### Exercise task
Copy out the data below verbatim.

[Records of labeled points]
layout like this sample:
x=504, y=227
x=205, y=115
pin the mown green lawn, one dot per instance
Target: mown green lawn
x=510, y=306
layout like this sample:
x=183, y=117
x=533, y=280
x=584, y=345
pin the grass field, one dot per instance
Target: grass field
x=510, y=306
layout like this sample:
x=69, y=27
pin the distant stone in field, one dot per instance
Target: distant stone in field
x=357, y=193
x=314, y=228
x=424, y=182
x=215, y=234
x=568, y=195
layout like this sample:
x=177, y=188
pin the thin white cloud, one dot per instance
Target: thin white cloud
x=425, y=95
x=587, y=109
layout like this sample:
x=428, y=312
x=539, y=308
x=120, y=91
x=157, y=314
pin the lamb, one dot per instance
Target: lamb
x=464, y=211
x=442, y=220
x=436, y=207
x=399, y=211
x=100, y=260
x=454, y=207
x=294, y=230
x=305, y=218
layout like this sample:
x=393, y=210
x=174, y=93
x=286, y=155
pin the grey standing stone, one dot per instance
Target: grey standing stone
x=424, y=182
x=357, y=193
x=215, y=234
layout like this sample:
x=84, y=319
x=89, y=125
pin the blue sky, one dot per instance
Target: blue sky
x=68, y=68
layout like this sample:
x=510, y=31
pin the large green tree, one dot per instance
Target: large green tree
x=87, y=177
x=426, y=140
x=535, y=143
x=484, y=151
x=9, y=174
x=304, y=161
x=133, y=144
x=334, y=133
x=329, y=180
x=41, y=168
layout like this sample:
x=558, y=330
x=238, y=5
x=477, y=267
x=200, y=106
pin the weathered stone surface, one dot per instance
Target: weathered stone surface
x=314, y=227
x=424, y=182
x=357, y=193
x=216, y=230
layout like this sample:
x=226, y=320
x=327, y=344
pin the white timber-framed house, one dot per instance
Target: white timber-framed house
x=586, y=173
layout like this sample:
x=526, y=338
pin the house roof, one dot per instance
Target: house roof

### Response for this exercise
layout like this sample:
x=504, y=227
x=205, y=115
pin the mown green lawn, one dot per instance
Target: mown green lawn
x=510, y=306
layout like this sample:
x=183, y=117
x=533, y=280
x=584, y=345
pin the grass field, one dot per instance
Target: grass field
x=510, y=306
layout like this sample:
x=69, y=27
pin the distant stone in field, one dot per instance
Target: distant stone in field
x=357, y=193
x=314, y=228
x=424, y=182
x=215, y=234
x=568, y=195
layout like this sample:
x=177, y=188
pin the thin white cloud, one dot per instance
Target: thin white cloud
x=425, y=95
x=587, y=109
layout like this sample:
x=428, y=312
x=539, y=308
x=120, y=91
x=157, y=314
pin the lamb, one dot per instance
Target: lamb
x=464, y=211
x=442, y=220
x=436, y=207
x=399, y=211
x=100, y=260
x=454, y=207
x=294, y=230
x=305, y=218
layout like this sample:
x=393, y=210
x=174, y=93
x=286, y=155
pin the grey standing stone, one dot per instance
Target: grey standing stone
x=424, y=182
x=357, y=193
x=215, y=234
layout like this sample:
x=84, y=319
x=89, y=125
pin the blue sky, one dot per instance
Target: blue sky
x=68, y=68
layout like this sample:
x=510, y=31
pin the large green tree, one dot per instance
Target: large green tree
x=87, y=177
x=426, y=140
x=535, y=143
x=484, y=151
x=9, y=174
x=304, y=161
x=133, y=144
x=334, y=133
x=329, y=180
x=41, y=168
layout like this sample:
x=558, y=330
x=238, y=5
x=477, y=267
x=200, y=106
pin the weathered stone surface, one dot per instance
Target: weathered stone surface
x=314, y=227
x=424, y=182
x=357, y=193
x=216, y=230
layout like this sample:
x=226, y=320
x=327, y=344
pin the white timber-framed house, one dot per instance
Target: white timber-framed house
x=586, y=173
layout like this sample:
x=526, y=338
pin the house roof, one dot per instance
Target: house roof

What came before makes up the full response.